▸ **YOUR GOAL**
Once you reach the line containing "of the man in", reproduce it and every later line exactly, through the end of the data.

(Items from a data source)

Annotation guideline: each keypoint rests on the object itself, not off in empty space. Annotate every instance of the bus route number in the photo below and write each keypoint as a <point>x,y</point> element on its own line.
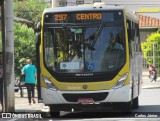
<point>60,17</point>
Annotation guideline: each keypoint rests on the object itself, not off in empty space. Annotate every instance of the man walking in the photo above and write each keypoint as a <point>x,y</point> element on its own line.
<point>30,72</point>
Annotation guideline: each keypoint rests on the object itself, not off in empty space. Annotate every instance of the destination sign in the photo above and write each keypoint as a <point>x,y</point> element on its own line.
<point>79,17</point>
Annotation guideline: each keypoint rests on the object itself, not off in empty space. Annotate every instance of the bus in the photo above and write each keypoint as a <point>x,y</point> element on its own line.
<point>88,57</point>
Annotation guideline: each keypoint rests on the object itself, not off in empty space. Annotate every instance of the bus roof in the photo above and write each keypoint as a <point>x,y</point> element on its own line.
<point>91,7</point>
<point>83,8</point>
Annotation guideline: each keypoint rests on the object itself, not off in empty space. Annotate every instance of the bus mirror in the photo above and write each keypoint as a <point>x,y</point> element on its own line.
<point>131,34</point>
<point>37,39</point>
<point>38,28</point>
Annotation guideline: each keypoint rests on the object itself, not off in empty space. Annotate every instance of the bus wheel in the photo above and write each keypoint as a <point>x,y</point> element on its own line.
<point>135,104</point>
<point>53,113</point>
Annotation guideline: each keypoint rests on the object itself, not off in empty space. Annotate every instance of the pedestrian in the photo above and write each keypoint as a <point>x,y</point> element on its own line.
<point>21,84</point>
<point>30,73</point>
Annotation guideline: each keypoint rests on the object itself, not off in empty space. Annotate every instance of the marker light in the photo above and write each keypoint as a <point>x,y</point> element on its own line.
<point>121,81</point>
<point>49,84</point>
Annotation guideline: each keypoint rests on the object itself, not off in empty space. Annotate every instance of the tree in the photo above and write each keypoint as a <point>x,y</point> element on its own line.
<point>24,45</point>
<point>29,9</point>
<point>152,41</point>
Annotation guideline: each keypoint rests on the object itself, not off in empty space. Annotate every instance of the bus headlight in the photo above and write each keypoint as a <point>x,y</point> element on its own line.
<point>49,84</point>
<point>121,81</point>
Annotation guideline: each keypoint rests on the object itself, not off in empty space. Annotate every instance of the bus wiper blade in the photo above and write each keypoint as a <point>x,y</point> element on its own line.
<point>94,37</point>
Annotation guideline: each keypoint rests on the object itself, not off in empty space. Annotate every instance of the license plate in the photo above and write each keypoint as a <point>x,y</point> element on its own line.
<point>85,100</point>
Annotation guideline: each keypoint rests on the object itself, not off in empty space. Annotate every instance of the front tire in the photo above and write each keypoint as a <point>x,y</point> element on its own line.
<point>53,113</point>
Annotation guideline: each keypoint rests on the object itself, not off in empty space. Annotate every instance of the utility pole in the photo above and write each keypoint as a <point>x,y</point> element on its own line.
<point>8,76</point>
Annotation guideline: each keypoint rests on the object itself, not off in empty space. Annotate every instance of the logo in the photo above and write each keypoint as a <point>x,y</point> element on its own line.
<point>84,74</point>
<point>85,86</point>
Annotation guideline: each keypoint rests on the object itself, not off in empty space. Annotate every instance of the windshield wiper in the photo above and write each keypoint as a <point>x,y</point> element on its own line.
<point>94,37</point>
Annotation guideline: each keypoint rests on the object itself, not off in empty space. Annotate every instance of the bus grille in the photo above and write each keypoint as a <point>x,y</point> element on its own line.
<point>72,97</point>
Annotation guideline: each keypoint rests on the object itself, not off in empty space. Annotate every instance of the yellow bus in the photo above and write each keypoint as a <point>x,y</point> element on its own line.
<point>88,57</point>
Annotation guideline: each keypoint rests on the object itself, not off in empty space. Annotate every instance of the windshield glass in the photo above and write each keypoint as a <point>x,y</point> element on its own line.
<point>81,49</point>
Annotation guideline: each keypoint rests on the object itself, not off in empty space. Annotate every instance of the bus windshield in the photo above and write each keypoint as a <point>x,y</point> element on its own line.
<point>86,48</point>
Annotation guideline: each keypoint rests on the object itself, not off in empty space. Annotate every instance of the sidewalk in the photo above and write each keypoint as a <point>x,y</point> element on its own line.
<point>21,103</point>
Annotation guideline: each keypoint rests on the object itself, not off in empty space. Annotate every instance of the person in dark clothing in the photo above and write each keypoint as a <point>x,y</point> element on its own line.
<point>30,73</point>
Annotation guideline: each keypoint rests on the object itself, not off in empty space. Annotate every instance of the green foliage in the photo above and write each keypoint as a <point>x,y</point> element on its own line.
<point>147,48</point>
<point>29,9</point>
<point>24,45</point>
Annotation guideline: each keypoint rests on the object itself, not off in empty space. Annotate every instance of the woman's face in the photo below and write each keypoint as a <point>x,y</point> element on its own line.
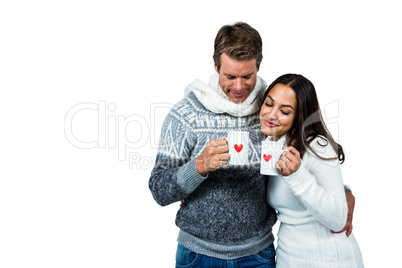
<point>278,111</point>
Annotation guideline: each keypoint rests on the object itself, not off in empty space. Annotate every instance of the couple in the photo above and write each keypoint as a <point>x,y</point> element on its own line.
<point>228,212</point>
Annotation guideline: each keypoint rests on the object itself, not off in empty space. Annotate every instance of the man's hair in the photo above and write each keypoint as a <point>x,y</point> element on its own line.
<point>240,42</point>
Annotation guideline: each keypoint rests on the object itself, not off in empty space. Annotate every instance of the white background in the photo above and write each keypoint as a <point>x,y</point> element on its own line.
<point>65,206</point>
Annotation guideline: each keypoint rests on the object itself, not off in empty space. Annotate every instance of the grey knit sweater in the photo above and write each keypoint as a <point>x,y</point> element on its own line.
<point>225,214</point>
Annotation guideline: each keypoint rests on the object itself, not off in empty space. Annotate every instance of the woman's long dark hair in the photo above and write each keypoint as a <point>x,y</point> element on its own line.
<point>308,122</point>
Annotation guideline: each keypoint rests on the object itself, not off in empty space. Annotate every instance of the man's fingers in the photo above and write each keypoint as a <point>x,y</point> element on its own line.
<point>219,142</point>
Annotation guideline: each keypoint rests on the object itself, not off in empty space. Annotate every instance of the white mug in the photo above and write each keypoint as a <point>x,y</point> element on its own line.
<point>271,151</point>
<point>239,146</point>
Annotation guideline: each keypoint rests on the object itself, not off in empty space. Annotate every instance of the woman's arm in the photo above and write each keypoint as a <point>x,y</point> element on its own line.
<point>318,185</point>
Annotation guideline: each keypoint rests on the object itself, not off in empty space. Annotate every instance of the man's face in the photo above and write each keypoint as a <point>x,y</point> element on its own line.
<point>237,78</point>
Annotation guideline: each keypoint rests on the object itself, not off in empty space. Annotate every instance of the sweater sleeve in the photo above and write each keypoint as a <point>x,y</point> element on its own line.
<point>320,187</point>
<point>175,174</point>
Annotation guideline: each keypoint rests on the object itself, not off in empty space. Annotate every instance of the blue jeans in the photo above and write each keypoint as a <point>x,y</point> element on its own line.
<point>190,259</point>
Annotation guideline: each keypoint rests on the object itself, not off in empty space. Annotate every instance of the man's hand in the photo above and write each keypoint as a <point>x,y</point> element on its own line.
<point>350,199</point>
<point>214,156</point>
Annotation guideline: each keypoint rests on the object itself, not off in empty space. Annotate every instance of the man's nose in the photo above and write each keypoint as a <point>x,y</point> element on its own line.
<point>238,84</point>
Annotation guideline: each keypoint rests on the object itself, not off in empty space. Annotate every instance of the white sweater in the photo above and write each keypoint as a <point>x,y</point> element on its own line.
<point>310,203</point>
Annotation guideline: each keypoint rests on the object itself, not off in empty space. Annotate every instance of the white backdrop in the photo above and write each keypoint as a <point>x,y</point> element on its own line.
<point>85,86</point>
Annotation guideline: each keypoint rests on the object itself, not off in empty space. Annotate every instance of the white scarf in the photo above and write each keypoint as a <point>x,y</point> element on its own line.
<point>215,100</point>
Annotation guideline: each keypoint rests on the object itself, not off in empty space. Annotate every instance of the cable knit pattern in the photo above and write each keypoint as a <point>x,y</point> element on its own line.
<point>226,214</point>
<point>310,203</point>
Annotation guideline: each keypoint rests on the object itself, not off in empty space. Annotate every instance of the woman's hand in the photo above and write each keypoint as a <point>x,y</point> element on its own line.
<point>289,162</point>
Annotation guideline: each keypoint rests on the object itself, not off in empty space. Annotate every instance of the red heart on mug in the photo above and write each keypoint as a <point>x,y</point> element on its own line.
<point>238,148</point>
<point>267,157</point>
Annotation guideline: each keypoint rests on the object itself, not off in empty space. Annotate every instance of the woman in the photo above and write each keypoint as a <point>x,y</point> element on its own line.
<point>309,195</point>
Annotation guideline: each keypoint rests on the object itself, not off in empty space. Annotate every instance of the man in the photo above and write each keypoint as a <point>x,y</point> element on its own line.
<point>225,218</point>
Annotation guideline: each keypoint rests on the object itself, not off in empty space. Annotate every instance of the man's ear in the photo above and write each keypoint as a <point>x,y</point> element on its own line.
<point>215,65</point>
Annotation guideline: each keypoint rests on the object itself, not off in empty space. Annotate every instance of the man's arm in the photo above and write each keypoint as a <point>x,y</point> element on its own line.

▸ **SOLUTION FOR THIS EXERCISE**
Annotation guideline: each keypoint rests on the object itself, not off in empty space. Annotate every instance of the man in the photo above and write each keypoint as a <point>x,y</point> element on its own line.
<point>225,218</point>
Annotation guideline: each keypoint rests on the object itself, not off in empty space. Annotate every instance of the man's ear in the photo above and write each keypoint as a <point>x,y</point> element on its own line.
<point>215,65</point>
Annotation guideline: each keypoint rests on the object itself, not off in empty space. Annotate every instance of the man's arm in the photo above and write each keypoint as a <point>x,y</point> element on its own line.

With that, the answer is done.